This is a very interesting idea and I've been thinking about it for a few weeks now. I think that, to make any sense of it, I need to address several issues and assumptions. Questions to consider include:
  • What is a model? When is it useful and when is it not?
  • Are only certain fields of science able to benefit from a data-centric approach?
  • What is the human component to research? How would it change if this approach was implemented?
  • What has already been done to solve scientific problems with data-driven solutions?
  • What are the philosophical implications to changing our idea of science? The scientific method has existed in some form or another for almost 2000 years (I'm referring all the way back to Aristotle, even if his ideas contained flaws). A significant change to the scientific method, especially given its importance to modern society, could have major sociological consequences.
I'll consider these questions in future posts.

Thursday, October 18, 2012

Come see my talk at FiO

I'm giving a talk on optically controlled active media today at Frontiers in Optics. The talk number is FTh3D.7 and it's in Highland E.

The talk is about our work concerning the optical forces on colloidal particles in 3D, space and time dependent speckle. I'm pushing it as a model system for testing ideas from nonequilibrium thermodynamics, but I think that our method of treating the field-particle coupling is equally interesting.

Come check it out.

== == ==

> INSTRUCTIONS:
[1] According to the blog excerpt, in which room is talk FTh3D.7 being given?
[2] Pick up the blog excerpt after its final line and continue writing it.

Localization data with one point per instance

== == ==

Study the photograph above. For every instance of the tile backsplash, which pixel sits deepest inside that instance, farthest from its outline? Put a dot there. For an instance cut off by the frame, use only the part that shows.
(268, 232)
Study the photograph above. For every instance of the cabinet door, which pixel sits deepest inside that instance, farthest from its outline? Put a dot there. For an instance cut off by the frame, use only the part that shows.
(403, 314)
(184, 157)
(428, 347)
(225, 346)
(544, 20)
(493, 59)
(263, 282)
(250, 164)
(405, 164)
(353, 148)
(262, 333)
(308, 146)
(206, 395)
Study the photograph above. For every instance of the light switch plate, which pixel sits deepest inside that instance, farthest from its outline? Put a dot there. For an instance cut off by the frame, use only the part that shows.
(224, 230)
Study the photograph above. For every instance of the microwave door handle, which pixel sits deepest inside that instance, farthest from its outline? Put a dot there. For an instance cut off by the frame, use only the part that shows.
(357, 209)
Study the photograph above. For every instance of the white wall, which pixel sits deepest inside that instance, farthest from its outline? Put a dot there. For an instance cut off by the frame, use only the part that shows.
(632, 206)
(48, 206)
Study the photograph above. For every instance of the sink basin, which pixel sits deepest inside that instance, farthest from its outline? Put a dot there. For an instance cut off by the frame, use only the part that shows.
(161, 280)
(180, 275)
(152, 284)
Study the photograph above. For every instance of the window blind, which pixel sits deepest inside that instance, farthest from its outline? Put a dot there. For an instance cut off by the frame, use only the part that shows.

== == ==

> TASK-BY-TASK ANSWERS:
[1] Highland E.

[2]
Monday, October 15, 2012

Tommorow at Frontiers in Optics

Right now I'm in Rochester, New York for this year's Frontiers in Optics conference hosted by the OSA. So far I've attended the plenary talks, which dealt with quantum optics and thermodynamics, 2D IR spectroscopy, retinal imaging, and, of course, the Higgs boson. In addition, I visited the Omega laser facility, which was incredibly fascinating. If you're in the area and you have any interest in incredibly powerful lasers or inertial confinement nuclear fusion, then I recommend making a visit.

Tomorrow I plan to visit some talks and work at the CREOL exhibition booth from 1:00 PM to 3:00 PM. Additionally, I'm giving a talk for a group mate who couldn't make it to the conference on Wednesday morning at 11:30 AM and my own talk on optically-controlled active media on Thursday at 3:00 PM. Briefly, the talk deals with solutions pumped by light to expand their free energy so that they may do carry out additional work. I hope the project will eventually be applied to controlling reaction kinetics in cells.

If  you're there, let me know and we can talk over coffee or a beer!

Friday, October 12, 2012

Better charts and graphics

I was recently asked to supply some annotated figures to a journal in a vector format, rather than the bitmap format that I had submitted them in. Unfortunately, I did not originally save the graphs in this format and had to hurriedly redo them with a program I was unfamiliar with. As you might expect, this wasn't a pleasant experience.

This event has lead me to offer the following tip: when you're making charts, figures, and other graphics that you intend to publish, be sure you save them in a production-quality format at the step where they are generated. It might mean a bit more time as you make them, but it saves a lot of hassle in the long run.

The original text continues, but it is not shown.